# Subscribed Threads Gone?!?



## ClearToLand (Jul 10, 2001)

I just refreshed my Subscribed Threads screen in Chrome and it now shows 0 where, IIRC, there were ~53 this morning.

Something going on? Software update?

UPDATE: Created this post; now have 1 Subscribed Thread...


----------



## waynomo (Nov 9, 2002)

still over 1200 for me.


----------



## ClearToLand (Jul 10, 2001)

Logged out and back in; still have just the 1... 

Glad I didn't lose 1200!

Just returned to TiVo with the $300 Refurb Roamio Basic w/Lifetime so I just started adding threads again.


----------



## Mike Lang (Nov 17, 1999)

I show 9 now but I've never heard of them vanishing. Perhaps David can take a peek at the logs.


----------



## Hank (May 31, 2000)

ClearToLand said:


> I just refreshed my Subscribed Threads screen in Chrome and it now shows 0 where, IIRC, there were ~53 this morning.
> 
> Something going on? Software update?
> 
> UPDATE: Created this post; now have 1 Subscribed Thread...

AIM — Print the part of the forum thread about vanished subscribed threads word for word, starting with "Just returned to" and going on through "at the logs.". The material that comes next is separate from the thread.

RECORDED DATA —
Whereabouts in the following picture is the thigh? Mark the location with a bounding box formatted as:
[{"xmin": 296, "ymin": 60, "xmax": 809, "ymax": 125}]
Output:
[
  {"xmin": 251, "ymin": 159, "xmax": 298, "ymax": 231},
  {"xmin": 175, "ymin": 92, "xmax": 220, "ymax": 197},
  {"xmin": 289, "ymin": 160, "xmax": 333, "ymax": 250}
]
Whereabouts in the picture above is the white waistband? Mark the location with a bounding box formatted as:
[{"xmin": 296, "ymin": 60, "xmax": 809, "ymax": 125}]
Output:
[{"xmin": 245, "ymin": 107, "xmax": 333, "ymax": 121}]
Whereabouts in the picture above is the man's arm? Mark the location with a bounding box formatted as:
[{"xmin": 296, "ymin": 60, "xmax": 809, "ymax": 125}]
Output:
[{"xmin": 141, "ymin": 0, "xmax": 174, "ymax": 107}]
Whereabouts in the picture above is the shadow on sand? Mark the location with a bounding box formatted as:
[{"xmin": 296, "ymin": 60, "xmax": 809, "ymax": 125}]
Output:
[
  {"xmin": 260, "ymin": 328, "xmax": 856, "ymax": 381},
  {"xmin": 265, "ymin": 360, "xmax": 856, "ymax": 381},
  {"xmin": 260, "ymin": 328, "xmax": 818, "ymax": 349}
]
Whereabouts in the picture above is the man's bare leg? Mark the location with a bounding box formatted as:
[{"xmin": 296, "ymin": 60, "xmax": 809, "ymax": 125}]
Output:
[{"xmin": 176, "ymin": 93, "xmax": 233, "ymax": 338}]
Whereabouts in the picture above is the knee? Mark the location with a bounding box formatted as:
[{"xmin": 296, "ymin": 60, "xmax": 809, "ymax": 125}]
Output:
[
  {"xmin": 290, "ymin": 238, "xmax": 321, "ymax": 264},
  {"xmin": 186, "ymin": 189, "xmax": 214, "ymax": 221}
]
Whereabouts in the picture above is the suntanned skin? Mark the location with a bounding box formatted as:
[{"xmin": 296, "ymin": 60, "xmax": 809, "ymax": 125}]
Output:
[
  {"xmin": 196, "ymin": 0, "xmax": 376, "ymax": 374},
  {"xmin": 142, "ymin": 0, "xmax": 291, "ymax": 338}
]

RESPONSE TO THIS EXERCISE —
Just returned to TiVo with the $300 Refurb Roamio Basic w/Lifetime so I just started adding threads again.


----------



## Mike Lang (Nov 17, 1999)

I show 9 now but I've never heard of them vanishing. Perhaps David can take a peek at the logs.